>>

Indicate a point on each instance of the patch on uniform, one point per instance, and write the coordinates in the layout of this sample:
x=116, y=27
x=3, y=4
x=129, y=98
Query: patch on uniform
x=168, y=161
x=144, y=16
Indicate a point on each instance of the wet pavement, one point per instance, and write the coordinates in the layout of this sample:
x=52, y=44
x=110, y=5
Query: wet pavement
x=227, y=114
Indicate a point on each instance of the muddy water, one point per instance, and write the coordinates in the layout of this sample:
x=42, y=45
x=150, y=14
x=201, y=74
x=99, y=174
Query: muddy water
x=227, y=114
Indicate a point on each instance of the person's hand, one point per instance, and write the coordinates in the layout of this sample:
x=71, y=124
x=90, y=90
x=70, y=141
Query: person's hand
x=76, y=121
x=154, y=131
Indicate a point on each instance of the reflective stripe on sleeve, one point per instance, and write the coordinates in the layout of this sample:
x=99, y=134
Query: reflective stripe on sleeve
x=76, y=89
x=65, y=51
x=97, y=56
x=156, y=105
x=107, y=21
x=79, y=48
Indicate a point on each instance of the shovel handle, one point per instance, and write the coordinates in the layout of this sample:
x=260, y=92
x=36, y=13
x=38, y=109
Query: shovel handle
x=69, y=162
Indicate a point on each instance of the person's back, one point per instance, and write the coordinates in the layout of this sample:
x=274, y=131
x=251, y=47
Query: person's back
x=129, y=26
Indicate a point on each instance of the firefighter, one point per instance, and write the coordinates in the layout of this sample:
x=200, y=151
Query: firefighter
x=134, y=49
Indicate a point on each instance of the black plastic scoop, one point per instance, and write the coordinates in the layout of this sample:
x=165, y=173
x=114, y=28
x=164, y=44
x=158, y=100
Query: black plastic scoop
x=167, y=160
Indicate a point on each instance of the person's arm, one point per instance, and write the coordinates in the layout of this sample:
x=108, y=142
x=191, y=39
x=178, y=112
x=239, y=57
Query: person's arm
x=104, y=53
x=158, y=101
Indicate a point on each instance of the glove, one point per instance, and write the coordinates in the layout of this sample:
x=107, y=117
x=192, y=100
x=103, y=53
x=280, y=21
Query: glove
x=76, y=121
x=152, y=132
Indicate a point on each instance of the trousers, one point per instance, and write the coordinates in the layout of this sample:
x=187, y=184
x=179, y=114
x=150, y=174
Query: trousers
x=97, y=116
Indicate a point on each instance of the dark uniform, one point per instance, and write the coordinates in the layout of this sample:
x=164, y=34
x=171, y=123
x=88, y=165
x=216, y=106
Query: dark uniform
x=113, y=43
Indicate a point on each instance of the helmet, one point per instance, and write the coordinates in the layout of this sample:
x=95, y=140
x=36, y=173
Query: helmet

<<

To do -> Retype exactly, please, each line from the line that contains "Indicate a point on each instance of the person's arm, one" through the last line of the entries above, with nothing added.

Answer to the problem ->
Indicate a point on each instance of the person's arm, one point per instance, and write the coordinates in the layout of this sample:
x=108, y=142
x=191, y=39
x=178, y=112
x=239, y=57
Query: person's arm
x=104, y=53
x=158, y=101
Indicate a point on each instance of the glove, one point per instance, and write the coordinates in the layout of this sample:
x=107, y=117
x=192, y=100
x=103, y=53
x=280, y=21
Query: glove
x=76, y=121
x=152, y=132
Indicate a point on each instance of the trousers, one point per instance, and write the coordinates in the layout of this sample:
x=187, y=184
x=179, y=114
x=150, y=174
Query: trousers
x=97, y=116
Indicate a point on each instance of the dark uniform, one point per instance, and write the coordinates in the layout of this sample:
x=164, y=34
x=171, y=123
x=88, y=165
x=216, y=106
Query: dark uniform
x=113, y=43
Indicate a point on each instance of the helmet, one point per instance, and write the coordinates in the layout of this sample:
x=95, y=140
x=36, y=173
Query: helmet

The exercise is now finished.